# YOUR GOAL:
The records that follow are to be copied word for word. Pictures should be omitted.
BEGIN
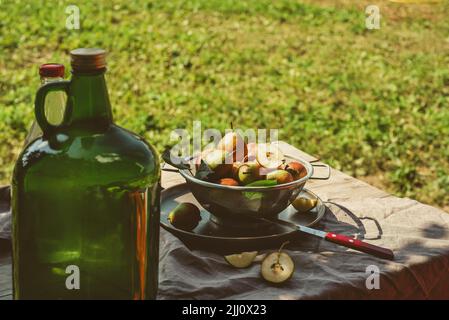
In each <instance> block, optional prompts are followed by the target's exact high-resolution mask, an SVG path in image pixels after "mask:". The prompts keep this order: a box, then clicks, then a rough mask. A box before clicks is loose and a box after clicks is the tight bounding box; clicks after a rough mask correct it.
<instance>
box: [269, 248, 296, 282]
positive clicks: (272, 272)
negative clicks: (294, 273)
mask: <svg viewBox="0 0 449 320" xmlns="http://www.w3.org/2000/svg"><path fill="white" fill-rule="evenodd" d="M294 271H295V263H294V262H293V260H292V258H290V256H289V255H288V254H286V253H285V252H273V253H271V254H269V255H268V256H266V257H265V259H264V260H263V261H262V266H261V268H260V273H261V274H262V277H263V278H264V279H265V280H267V281H268V282H271V283H276V284H280V283H283V282H285V281H287V280H288V279H290V278H291V277H292V275H293V273H294Z"/></svg>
END
# TASK RESULT:
In each <instance> block, optional prompts are followed by the target's exact high-resolution mask, an SVG path in image pixels after "mask:". The prompts keep this order: a box, then clicks, then a rough mask. A box before clicks is loose and a box after clicks is the tight bounding box; clicks after a rough mask correct it.
<instance>
box: [269, 248, 296, 282]
positive clicks: (272, 272)
negative clicks: (294, 273)
mask: <svg viewBox="0 0 449 320" xmlns="http://www.w3.org/2000/svg"><path fill="white" fill-rule="evenodd" d="M294 271H295V263H294V262H293V260H292V258H290V256H289V255H288V254H286V253H285V252H273V253H271V254H269V255H268V256H266V257H265V259H264V260H263V261H262V266H261V268H260V273H261V274H262V277H263V278H264V279H265V280H267V281H268V282H271V283H276V284H280V283H283V282H285V281H287V280H288V279H290V278H291V277H292V275H293V273H294Z"/></svg>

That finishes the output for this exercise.